▶ **PROBLEM DETAILS**:
Arrange the lines of the material as a JSON list of strings, one string per line with blank lines omitted, starting at the line containing "Target: palm plant" and running through the end of the material, both ends included.

▶ **GIVEN RECORDS**:
= = = =
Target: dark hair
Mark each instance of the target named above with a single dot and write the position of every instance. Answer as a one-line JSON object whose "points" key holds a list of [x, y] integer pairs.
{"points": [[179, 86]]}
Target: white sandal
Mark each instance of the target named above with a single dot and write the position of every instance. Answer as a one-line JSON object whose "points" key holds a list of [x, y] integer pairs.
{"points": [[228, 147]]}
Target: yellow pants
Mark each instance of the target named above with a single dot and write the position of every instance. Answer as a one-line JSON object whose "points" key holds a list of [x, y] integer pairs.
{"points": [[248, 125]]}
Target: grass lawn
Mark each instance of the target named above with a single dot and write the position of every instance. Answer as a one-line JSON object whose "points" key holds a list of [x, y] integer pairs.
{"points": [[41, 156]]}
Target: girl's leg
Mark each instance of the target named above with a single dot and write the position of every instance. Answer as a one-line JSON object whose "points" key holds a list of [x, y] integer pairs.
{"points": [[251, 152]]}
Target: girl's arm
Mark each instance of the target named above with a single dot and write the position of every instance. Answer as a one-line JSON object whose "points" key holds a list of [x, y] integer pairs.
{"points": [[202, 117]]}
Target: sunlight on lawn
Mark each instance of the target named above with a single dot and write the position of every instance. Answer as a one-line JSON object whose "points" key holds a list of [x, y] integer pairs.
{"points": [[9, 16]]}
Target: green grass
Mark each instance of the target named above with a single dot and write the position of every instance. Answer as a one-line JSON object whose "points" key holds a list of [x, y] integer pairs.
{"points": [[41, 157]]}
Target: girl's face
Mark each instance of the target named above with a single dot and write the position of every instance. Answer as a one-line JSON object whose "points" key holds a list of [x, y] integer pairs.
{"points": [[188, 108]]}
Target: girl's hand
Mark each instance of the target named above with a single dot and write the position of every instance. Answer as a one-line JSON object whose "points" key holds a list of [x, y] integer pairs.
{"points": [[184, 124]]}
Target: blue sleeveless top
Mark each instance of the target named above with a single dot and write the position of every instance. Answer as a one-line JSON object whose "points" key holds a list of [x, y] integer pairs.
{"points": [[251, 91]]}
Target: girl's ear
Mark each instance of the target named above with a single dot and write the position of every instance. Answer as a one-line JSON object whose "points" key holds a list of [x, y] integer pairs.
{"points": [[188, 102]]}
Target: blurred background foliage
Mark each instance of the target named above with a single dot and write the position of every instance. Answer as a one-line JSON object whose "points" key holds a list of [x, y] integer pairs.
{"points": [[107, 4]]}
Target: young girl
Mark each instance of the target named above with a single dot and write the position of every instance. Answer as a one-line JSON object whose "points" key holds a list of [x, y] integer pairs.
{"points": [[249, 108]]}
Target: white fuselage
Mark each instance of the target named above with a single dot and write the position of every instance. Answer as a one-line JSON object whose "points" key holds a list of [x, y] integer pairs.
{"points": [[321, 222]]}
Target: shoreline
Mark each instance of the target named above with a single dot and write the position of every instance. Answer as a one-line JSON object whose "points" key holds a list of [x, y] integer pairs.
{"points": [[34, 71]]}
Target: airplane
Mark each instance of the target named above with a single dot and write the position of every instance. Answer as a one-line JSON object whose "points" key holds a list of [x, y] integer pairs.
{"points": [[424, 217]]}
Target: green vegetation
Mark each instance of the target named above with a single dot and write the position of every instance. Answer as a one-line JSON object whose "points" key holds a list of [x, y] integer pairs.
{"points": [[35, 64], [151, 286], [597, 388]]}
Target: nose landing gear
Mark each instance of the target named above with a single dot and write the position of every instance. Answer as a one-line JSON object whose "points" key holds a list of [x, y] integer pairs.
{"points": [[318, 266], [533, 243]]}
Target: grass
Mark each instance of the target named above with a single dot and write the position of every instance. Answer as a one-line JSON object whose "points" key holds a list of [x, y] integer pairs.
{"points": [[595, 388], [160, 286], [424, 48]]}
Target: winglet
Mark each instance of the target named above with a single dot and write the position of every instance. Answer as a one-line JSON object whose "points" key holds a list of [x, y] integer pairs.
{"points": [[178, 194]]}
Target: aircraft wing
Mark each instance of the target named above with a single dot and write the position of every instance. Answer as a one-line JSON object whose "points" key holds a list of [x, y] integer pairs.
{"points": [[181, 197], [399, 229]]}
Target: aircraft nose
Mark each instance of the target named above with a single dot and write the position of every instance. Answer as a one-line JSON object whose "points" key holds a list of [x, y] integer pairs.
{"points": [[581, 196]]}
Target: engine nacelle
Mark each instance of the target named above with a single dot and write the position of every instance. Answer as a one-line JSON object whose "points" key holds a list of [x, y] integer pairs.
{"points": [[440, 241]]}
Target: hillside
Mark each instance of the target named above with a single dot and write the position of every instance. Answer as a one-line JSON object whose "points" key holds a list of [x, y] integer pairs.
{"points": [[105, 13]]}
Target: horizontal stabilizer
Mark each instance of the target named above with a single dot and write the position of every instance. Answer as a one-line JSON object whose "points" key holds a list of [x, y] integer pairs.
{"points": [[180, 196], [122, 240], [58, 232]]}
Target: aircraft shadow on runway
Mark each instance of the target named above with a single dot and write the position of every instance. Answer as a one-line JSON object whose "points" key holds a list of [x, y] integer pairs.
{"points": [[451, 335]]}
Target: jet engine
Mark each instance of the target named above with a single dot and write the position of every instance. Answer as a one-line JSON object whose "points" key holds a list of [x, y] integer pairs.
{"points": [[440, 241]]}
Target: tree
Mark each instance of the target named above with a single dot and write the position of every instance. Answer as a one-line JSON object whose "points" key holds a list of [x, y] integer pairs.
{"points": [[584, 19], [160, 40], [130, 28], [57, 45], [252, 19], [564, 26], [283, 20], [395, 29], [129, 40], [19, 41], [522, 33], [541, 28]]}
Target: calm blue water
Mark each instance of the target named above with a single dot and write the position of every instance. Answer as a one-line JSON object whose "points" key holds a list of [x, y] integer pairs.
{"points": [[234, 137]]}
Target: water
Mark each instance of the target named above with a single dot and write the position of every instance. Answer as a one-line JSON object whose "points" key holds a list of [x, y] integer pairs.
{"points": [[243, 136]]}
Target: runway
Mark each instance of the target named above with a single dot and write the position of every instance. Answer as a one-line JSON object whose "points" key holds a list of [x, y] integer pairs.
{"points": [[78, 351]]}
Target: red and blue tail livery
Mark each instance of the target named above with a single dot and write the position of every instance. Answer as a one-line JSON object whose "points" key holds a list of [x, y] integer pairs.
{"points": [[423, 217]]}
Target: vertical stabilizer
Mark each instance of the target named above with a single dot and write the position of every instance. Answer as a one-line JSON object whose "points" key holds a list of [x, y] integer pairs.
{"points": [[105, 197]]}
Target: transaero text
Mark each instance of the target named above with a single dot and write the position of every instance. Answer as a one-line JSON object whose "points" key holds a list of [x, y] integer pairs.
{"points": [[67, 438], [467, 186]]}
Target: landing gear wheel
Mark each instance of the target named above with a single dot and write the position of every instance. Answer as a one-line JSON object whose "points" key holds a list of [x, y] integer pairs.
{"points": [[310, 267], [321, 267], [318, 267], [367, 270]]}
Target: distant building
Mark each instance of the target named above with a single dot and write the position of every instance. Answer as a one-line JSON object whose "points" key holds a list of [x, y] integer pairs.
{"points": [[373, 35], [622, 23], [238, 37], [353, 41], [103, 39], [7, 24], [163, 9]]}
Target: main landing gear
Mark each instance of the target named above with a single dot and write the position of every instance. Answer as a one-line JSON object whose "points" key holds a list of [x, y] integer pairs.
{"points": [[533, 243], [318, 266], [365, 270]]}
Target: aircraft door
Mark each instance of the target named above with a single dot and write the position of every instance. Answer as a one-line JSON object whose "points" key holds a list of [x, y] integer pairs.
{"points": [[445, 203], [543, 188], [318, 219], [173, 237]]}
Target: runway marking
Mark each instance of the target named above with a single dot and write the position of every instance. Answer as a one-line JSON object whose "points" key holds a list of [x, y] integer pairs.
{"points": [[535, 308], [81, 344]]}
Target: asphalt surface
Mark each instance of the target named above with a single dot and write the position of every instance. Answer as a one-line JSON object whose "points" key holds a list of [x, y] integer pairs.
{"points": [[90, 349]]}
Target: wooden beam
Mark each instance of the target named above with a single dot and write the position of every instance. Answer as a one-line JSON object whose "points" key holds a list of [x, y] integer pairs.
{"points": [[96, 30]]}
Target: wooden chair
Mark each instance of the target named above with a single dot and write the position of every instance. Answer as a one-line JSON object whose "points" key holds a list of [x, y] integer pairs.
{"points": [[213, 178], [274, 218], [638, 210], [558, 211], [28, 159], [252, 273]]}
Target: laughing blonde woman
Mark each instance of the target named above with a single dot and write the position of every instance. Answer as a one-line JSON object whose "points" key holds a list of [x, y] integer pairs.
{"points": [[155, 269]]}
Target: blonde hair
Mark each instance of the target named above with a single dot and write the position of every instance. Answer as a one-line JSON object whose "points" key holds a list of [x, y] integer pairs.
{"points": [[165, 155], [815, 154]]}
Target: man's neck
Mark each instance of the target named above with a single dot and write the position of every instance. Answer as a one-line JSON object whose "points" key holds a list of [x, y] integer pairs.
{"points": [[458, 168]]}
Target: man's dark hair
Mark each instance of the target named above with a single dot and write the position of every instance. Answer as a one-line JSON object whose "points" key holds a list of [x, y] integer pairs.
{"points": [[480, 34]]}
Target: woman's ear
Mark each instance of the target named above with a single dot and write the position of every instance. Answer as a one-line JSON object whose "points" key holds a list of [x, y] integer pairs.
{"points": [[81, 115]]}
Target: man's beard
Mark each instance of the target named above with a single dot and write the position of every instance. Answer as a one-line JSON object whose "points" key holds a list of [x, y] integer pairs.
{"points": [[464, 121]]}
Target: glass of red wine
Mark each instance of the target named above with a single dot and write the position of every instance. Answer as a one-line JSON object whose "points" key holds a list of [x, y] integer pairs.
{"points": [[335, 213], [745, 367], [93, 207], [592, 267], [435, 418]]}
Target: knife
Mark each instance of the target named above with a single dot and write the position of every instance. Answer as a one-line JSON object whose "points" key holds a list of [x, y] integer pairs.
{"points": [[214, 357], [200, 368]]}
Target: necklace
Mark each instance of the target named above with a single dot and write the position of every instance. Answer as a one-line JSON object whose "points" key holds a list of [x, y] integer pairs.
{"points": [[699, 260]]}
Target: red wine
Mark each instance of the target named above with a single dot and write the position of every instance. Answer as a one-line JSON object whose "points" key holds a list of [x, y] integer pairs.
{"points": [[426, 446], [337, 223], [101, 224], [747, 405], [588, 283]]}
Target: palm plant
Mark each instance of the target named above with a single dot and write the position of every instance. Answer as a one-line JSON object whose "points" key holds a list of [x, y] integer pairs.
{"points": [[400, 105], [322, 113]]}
= = = =
▶ **SOLUTION FOR THIS PROBLEM**:
[
  "Target: palm plant",
  "Mark each instance of the target named above with a single dot and write the position of every instance. Answer as a one-line JSON object whose \"points\" key holds a list of [x, y] integer pairs.",
  "{\"points\": [[400, 105], [322, 113]]}"
]